• AVAILABLE DATA:
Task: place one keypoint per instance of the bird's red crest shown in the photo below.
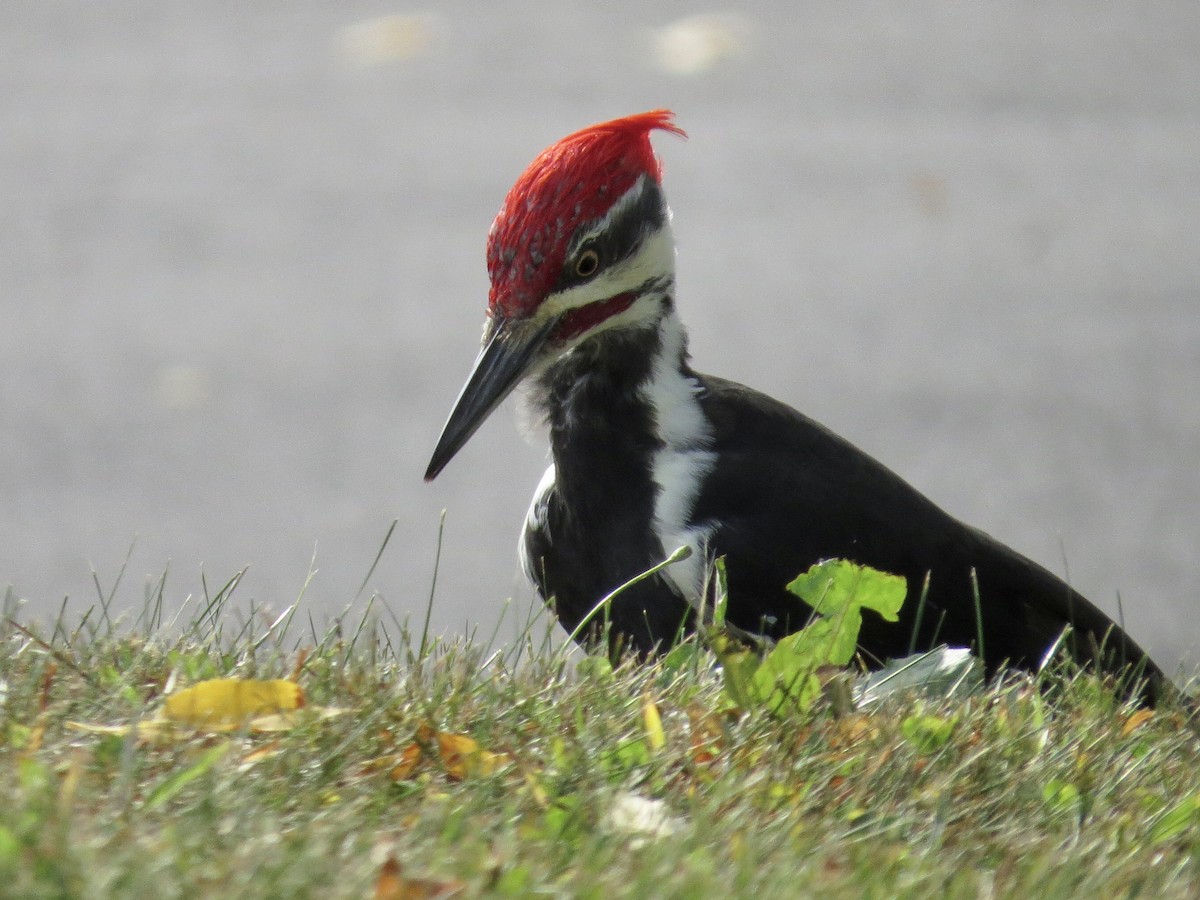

==

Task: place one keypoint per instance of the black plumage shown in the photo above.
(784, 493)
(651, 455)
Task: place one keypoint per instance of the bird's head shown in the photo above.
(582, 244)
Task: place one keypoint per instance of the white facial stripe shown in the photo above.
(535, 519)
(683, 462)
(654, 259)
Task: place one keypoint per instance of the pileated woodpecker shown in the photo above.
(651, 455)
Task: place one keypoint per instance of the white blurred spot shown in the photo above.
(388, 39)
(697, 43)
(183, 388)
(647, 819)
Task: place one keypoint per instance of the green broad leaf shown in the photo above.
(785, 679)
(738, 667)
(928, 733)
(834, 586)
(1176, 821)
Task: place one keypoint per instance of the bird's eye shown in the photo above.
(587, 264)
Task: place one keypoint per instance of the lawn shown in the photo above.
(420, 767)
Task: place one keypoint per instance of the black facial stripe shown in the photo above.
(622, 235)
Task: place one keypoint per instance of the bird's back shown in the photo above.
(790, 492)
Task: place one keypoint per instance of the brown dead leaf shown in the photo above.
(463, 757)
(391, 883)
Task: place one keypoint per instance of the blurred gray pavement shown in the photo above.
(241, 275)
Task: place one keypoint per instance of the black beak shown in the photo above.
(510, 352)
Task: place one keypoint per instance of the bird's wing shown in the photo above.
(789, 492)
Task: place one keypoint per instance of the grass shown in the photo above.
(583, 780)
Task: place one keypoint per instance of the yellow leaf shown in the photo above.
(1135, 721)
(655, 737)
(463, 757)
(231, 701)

• GIVEN PROBLEM: Filter the rows above and copy out each one that contains the word "white". Treat uppercase and lowercase as different.

• TASK RESULT:
Task: place one keypoint per instance of the white facial stripe shown in the photo above.
Task: place one keypoint per instance of the white blurred spot shown in the photo above.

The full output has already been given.